Le colloque de Royaumont en 1979 va ainsi redéfinir la mobilité : « la mobilité n’est plus considérée comme un flux, ni comme un déplacement mais comme une demande dérivée de la réalisation d’un programme d’activités » (Brevet, 2011). L’ouvrage de Michel Bonnet et Dominique Desjeux, en 2000, Les Territoires de la mobilité, marque un tournant important dans le champ de la recherche. Il croise les analyses de géographes, d’urbanistes et de sociologues. Les travaux de John Urry, Sociology Beyond Societies : Mobilities for the Twenty-First Century (2000), argumentent pour une refonte totale de la sociologie à l’aune des transformations occasionnées par la mobilité généralisée. Le sociologue parle même de « tournant de la mobilité » et déploie de nouvelles thématiques et de nouveaux outils en s’intéressant, par exemple, aux pratiques de mobilité socio-spatiales des individus et des objets dans l’espace géographique ou virtuel.

            Le troisième s’intéresse plus particulièrement à ce « tournant des mobilités » depuis les années 1980 qui a vu se développer des mobilités non humaines (marchandises, symboles, idées…). C’est pourtant avec la première Révolution industrielle que les déplacements s’accélèrent. Les auteurs de l’ouvrage distinguent alors deux types de mobilités : les mobilités spatiales irréversibles (les migrations, p.e.) et les mobilités spatiales réversibles (tourisme, vie quotidienne…). Aves les Trente Glorieuses, les migrations, les voyages et les déplacements du quotidien se sont multipliés. En 1974, par exemple, en France, la distance moyenne parcourue par jour était de 18 km ; en 2008, cette distance était de 31 km (71% d’augmentation en 30 ans). À la fin du XXe siècle, d’autres formes de mobilités spatiales sont apparues telles que celles occasionnées par le déploiement des TIC. Patricia Mokhtarian a identifié, en 2002, 4 types de relations possibles entre déplacements et usages des TIC : la substitution (remplacement des déplacements physiques), la modification, la complémentarité et la neutralité.

Lignes extraites
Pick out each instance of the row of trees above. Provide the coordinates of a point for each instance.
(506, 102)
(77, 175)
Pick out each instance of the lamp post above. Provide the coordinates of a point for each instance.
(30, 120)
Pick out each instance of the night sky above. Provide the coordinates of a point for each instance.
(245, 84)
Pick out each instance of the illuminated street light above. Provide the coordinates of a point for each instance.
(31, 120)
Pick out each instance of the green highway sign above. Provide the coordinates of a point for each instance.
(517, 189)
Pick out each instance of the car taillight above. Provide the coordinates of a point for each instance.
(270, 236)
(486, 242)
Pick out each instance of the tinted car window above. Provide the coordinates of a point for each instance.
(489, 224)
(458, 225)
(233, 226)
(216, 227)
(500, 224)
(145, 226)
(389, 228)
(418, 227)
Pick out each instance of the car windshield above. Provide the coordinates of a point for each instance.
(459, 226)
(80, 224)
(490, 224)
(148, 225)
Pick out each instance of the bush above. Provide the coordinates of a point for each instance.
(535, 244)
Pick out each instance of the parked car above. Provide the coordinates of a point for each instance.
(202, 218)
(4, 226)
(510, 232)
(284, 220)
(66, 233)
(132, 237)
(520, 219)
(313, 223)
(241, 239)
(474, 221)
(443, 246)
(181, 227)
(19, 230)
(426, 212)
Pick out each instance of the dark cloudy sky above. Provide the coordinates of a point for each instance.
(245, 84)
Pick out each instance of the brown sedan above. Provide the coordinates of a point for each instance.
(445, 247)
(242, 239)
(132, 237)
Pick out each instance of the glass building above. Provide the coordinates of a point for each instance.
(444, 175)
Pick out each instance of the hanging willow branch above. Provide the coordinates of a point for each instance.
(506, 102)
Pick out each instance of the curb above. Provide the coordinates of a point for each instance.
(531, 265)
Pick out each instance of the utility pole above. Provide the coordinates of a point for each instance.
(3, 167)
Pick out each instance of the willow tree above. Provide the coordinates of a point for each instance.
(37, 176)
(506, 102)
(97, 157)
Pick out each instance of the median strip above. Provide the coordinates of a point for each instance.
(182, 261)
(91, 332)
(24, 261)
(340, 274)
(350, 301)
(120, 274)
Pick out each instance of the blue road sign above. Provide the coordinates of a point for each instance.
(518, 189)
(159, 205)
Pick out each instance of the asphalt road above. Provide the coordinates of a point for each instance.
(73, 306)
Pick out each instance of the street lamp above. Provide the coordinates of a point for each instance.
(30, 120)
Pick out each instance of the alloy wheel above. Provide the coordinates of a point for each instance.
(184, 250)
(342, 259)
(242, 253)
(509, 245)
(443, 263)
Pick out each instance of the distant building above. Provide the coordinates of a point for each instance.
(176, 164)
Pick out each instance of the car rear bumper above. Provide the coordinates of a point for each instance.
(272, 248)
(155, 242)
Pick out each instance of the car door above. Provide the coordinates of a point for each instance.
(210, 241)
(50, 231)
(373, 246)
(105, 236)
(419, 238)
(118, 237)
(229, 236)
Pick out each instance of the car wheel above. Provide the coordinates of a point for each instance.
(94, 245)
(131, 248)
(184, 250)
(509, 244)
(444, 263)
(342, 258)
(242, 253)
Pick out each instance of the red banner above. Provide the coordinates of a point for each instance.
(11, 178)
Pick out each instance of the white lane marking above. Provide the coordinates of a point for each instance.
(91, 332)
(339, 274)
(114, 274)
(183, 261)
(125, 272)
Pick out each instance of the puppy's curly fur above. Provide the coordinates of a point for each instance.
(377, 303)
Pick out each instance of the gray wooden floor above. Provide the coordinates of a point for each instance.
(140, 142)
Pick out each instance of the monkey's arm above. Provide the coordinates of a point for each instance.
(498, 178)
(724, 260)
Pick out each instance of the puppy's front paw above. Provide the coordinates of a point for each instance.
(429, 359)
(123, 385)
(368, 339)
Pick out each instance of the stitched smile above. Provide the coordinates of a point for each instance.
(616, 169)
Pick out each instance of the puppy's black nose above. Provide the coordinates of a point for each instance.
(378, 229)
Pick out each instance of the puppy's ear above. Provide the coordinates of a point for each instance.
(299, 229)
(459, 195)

Parties de l'exercice
(a) Relevez toutes les lignes qui contiennent le mot « willow », en respectant la casse.
(b) Poursuivez le texte sur les mobilités à partir de sa dernière phrase.

Réponses par consigne
(a)
Pick out each instance of the hanging willow branch above. Provide the coordinates of a point for each instance.
Pick out each instance of the willow tree above. Provide the coordinates of a point for each instance.

(b)
            En quoi la multiplication des mobilités géographiques impacte-t-elle les sociétés ? C’est à cette réponse que se propose de répondre les auteurs dans les trois derniers chapitres du manuel. Ainsi pour John Urry, la mobilité favorise à la fois l’individualisation des pratiques citadines, une pluri-centration et la diversification des lieux de vie. Les déplacements féminins demeurent très différents des déplacements masculins. Généralement, les femmes travaillent moins loin que leurs homologues masculins. Finalement, les mobilités spatiales, qu’elles soient liées au travail p.e., ont des effets différents selon les catégories de population ou de territoires considérés. Certains auteurs comme John Urry ou Vincent Kaufmann ont introduit le concept de capital de mobilité au début des années 2000, en même temps que certains géographes comme Jacques Lévy et Michel Lussault parlait de capital spatial. La capacité à être mobile, comme la capacité à maîtriser l’espace ou à faire avec, participe de la hiérarchisation de l’espace social.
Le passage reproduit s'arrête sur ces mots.